Automotive Window Icing Preventer for Cars

Jiwon Bae
Joon Song
Taseen Karim

Vishal Dayalan

design_document2.pdf
final_paper1.pdf
photo1.HEIC
photo2.HEIC
presentation1.pdf
proposal2.pdf
video1.mp4

Team Members:
- Jiwon Bae (jiwonb2)
- JoonHyuk Song (js30)
- Taseen Karim (tkarim3)

# Problem

In colder climates, vehicle owners often face the challenge of ice formation on their vehicles. This ice accumulation can affect visibility, vehicle functionality, and overall safety. Removing ice manually can be time-consuming, labor-intensive, and sometimes ineffective, especially in severe weather conditions.
The motivation for the automotive icing preventer is to enhance safety, convenience, and efficiency for vehicle owners in cold climates. By preventing ice formation on vehicles, this solution aims to eliminate the need for manual de-icing, saving vehicle owners considerable time and effort, especially during early morning starts. Also, it ensures clear visibility and unobstructed vehicle operation, crucial for safe driving in winter conditions. Moreover, frequent scraping and chemical de-icers can damage a vehicle's exterior. A more gentle de-icing method can help preserve the vehicle's integrity.
= = = = =
== Aim of the task ==
Can you rewrite the paragraph in the project description above that begins "The motivation for the automotive icing preventer" as a short list that keeps its main facts?

Excerpts of bounding box data
= = = = =
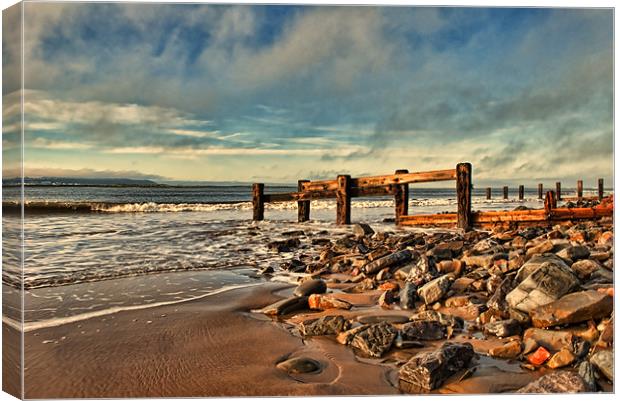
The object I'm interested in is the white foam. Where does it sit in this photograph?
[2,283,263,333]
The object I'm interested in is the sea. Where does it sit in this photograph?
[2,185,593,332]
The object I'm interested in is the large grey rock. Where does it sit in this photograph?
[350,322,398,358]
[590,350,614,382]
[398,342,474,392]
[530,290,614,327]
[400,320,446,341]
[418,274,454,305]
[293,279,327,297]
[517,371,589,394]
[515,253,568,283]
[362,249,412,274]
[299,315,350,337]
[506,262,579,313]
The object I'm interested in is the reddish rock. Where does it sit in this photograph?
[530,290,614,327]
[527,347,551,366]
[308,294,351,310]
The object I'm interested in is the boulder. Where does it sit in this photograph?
= = = = =
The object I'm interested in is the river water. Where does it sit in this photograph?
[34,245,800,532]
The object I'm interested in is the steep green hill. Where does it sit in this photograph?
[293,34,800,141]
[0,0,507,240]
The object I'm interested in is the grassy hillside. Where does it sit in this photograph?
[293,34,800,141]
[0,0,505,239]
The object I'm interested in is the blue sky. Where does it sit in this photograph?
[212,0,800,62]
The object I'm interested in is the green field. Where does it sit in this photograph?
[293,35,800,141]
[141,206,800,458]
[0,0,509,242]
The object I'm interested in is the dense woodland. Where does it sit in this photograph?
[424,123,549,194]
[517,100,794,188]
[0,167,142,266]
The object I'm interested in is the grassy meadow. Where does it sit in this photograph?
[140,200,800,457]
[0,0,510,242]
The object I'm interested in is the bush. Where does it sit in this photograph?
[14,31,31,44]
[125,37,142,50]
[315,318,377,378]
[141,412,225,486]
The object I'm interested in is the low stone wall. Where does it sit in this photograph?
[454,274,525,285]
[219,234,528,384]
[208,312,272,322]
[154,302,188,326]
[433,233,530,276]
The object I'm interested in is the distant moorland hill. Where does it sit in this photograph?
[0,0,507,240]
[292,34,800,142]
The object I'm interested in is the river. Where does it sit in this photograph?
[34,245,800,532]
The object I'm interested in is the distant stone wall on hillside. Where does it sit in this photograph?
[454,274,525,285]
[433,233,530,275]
= = = = =
== Finished exercise ==
- The icing preventer aims to improve safety, convenience, and efficiency for vehicle owners in cold climates.
- By preventing ice from forming, it removes the need for manual de-icing and saves time and effort, especially on early morning starts.
- It keeps visibility clear and vehicle operation unobstructed, which is crucial for safe winter driving.
- Frequent scraping and chemical de-icers can damage a vehicle's exterior. A gentler method helps preserve the vehicle's integrity.